Set the whole listing down again exactly as written.

- - - -

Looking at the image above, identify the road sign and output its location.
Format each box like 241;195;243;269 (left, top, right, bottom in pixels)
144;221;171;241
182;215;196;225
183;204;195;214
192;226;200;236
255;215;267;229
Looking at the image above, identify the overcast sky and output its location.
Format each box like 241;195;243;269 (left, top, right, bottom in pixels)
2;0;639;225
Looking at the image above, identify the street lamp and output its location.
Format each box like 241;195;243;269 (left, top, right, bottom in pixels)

- - - -

Solution for this task:
Looking at the image above, identify the road sign and output its location.
Format each box like 241;195;243;269 (left, top, right, bottom in pixels)
144;221;171;241
182;215;196;225
183;204;195;214
192;226;200;236
255;215;267;229
Looking at the image above, identify the overcast sky and output its location.
Format each box like 241;195;243;269 (left, top, right, bottom in pixels)
2;0;639;225
Looking at the image above, identify the street lamp and output its location.
Format each box like 241;195;243;269 (left, top, right, bottom in pixels)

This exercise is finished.